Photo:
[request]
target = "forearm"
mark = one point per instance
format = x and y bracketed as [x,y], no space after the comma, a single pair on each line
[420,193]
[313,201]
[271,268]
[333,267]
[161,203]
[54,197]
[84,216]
□ □ □ □
## Problem statement
Copy the records above line for line, with no changes to any character.

## Reply
Photo:
[request]
target = "forearm"
mark = one point per instance
format = x and y bracketed as [x,y], no space after the comma, a single pair on each line
[420,193]
[313,201]
[271,268]
[333,267]
[161,203]
[54,197]
[84,216]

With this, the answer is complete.